• WHAT YOU SHOULD DO
Give the number of lines in the entries below that hold "bearded", with no accompanying words.

• MATERIAL FOR THE TASK
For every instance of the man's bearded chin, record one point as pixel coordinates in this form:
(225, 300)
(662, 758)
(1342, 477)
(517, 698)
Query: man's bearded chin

• ANSWER SPACE
2